What can photographers do?
- Don’t use any trademarked or copyrighted materials in your marketing or sales to clients.
- Do “inspired” sessions – take general elements that can create a scene without infringing on the exact protected marks.
- Get permissions, if available. It seems that Counsel for Dr. Seuss Enterprises is recommending to go to www.costumespecialists.com, an authorized character appearance vendor.
- YOU CAN STILL TAKE PERSONAL PHOTOGRAPHS OF YOUR KIDS IN COSTUME. The point of this is- you can’t use Dr. Seuss’ intellectual property for commercial gain.
Why doesn’t Dr. Seuss give out permissions to photographers?
A few photographers reached out to the licensing department at Dr. Seuss enterprises and were informed that they could not get permission. Why? Aren’t they the ones that give permissions? Yes. They are, but they have to consider existing contractual licensing agreements with current licensees who produce items in those categories.

### REQUIRED ACTIONS:
(a) In the passage on photographers and Dr. Seuss, which website does Counsel for Dr. Seuss Enterprises reportedly recommend?
(b) Rewrite the passage on photographers and Dr. Seuss from "A few photographers" up to and including "in those categories.", swapping "licensing department" for "legal department".
(c) Pick up the passage on photographers and Dr. Seuss after its final sentence and continue it.
The entries come from a separate source, not from this passage.

### DATASET EXTRACT:
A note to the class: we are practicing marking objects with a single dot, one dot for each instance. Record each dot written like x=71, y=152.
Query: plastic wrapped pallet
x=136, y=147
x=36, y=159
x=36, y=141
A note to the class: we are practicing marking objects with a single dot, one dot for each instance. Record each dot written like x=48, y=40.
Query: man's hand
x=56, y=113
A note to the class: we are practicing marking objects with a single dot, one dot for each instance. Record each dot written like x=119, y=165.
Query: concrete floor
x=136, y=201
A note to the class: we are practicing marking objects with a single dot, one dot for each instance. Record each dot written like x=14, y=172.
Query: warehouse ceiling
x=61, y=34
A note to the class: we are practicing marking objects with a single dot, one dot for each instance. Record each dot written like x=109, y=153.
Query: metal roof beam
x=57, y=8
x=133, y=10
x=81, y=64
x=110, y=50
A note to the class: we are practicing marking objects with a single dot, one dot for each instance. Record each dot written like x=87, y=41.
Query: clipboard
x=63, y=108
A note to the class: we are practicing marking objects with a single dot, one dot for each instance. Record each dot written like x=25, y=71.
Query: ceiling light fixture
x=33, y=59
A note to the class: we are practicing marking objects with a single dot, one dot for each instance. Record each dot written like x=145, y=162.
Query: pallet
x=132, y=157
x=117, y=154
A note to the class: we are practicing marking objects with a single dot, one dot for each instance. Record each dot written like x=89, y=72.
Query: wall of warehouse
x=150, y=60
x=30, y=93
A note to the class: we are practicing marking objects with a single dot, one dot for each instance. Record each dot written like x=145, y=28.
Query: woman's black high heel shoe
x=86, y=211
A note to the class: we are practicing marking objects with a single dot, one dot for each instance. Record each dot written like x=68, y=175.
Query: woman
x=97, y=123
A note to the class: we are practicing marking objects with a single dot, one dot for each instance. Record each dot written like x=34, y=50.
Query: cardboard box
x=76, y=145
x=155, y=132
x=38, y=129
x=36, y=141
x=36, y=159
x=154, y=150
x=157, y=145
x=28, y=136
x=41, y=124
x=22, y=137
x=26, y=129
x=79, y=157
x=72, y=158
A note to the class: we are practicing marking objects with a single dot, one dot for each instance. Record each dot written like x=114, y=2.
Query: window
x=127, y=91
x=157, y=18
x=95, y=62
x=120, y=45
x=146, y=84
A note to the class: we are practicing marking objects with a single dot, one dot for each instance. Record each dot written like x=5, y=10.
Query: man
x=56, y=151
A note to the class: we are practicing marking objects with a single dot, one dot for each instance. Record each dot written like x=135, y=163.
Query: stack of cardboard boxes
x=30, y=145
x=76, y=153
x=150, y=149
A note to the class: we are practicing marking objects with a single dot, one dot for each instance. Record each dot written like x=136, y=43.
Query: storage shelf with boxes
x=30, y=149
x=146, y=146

### RESPONSES BY ITEM NUMBER:
(a) www.costumespecialists.com, an authorized character appearance vendor.

(b)
A few photographers reached out to the legal department at Dr. Seuss enterprises and were informed that they could not get permission. Why? Aren’t they the ones that give permissions? Yes. They are, but they have to consider existing contractual licensing agreements with current licensees who produce items in those categories.

(c)
They also provide permissions as identified in the FAQ: “Random House Children’s Books is pleased to offer full character costumes to bookstores and libraries for three classic Seuss characters—The Cat in the Hat, The Grinch, and The Lorax. To rent a costume, or for more information, please contact Costume Specialists at 1-800-596-9357. You can view the costumes at www.randomhouse.com/kids/costumes/”
How can I do Disney or comic book characters?
Create an inspired scene with color-blocking and minor elements that aren’t cumulatively distinctive. Such as, a Princess-who-lost-her-slipper shoot could contain a pale blue dress, high heels and a blue headband but once you purchase or rent a costume that is very similar in the distinctive aesthetics you begin to infringe upon potential rights.
What if the client wants and/or brings a costume to the session?
Costumes have an implied license of display. If the photographer is not soliciting the theme and/or costume, then there may be little (if any) liability to the photographer. You may be legally able to use those photographs in portfolio and marketing, but the conservative advisement is not to.
Can I use the costume I bought and just not charge my clients?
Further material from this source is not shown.